**Objective:**
Return the whole listing below word for word, leaving out the pictures.

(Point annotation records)
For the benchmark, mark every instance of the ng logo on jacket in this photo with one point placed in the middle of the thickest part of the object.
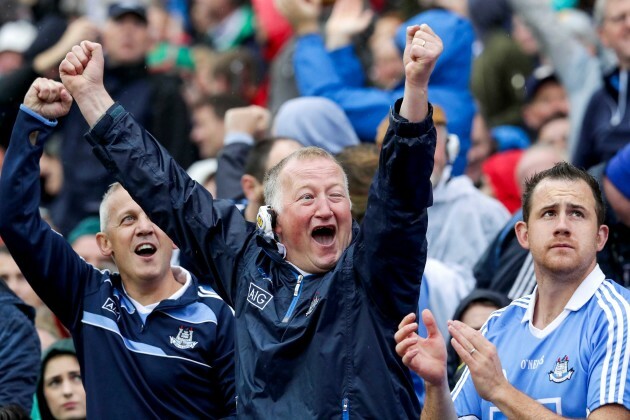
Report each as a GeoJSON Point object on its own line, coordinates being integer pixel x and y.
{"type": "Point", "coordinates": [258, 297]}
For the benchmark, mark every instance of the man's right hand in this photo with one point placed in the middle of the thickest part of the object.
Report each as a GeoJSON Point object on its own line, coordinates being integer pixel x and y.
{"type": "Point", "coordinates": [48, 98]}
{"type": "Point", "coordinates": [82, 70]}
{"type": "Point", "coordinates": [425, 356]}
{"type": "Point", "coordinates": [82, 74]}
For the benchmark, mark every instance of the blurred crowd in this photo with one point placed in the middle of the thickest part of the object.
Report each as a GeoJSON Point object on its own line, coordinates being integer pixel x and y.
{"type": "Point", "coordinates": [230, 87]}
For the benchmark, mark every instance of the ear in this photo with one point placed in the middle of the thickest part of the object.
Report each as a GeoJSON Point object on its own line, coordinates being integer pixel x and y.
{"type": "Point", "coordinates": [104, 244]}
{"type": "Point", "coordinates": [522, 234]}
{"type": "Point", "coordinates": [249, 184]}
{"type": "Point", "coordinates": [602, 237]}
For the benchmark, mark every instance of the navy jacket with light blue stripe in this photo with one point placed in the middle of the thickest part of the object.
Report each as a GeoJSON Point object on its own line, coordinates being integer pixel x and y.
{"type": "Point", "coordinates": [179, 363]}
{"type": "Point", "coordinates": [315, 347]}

**Solution for this problem:**
For the benchmark, mark every instance of the ng logo on jacket in this photo with one point placed in the middle of the thickest part of the object.
Report each as a GeoJSON Point object on its own line, coordinates being integer pixel x and y.
{"type": "Point", "coordinates": [258, 297]}
For the benchmark, mark every instance of the man's right hand in this photo with one point placed in the middle of the thickest part of the object.
Report each as a GeoJSON Point object on its own line, coordinates being integer pixel x and y.
{"type": "Point", "coordinates": [48, 98]}
{"type": "Point", "coordinates": [82, 70]}
{"type": "Point", "coordinates": [425, 356]}
{"type": "Point", "coordinates": [82, 74]}
For the benchmark, mark every instance of the blurred crowd in this photo with one point placed in the middle of the thickest part of the object.
Report each as a GeoJSON Point object on its own line, coordinates being integer pixel x and y.
{"type": "Point", "coordinates": [230, 87]}
For the benchmark, mark every instance of the ear in this photo with one point placed in the middle of the thickest part of the object.
Report each as a GeoJSON Point object on its own line, coordinates being integer pixel x and y.
{"type": "Point", "coordinates": [104, 244]}
{"type": "Point", "coordinates": [522, 234]}
{"type": "Point", "coordinates": [249, 184]}
{"type": "Point", "coordinates": [602, 237]}
For the benchmark, mark every instance of the navy jacket with light blue stripe in this photo with one point placed in the middle of the thickest part of the object.
Report each as a GeoJSON Point object on its own line, coordinates being integer pixel x and y.
{"type": "Point", "coordinates": [179, 363]}
{"type": "Point", "coordinates": [315, 347]}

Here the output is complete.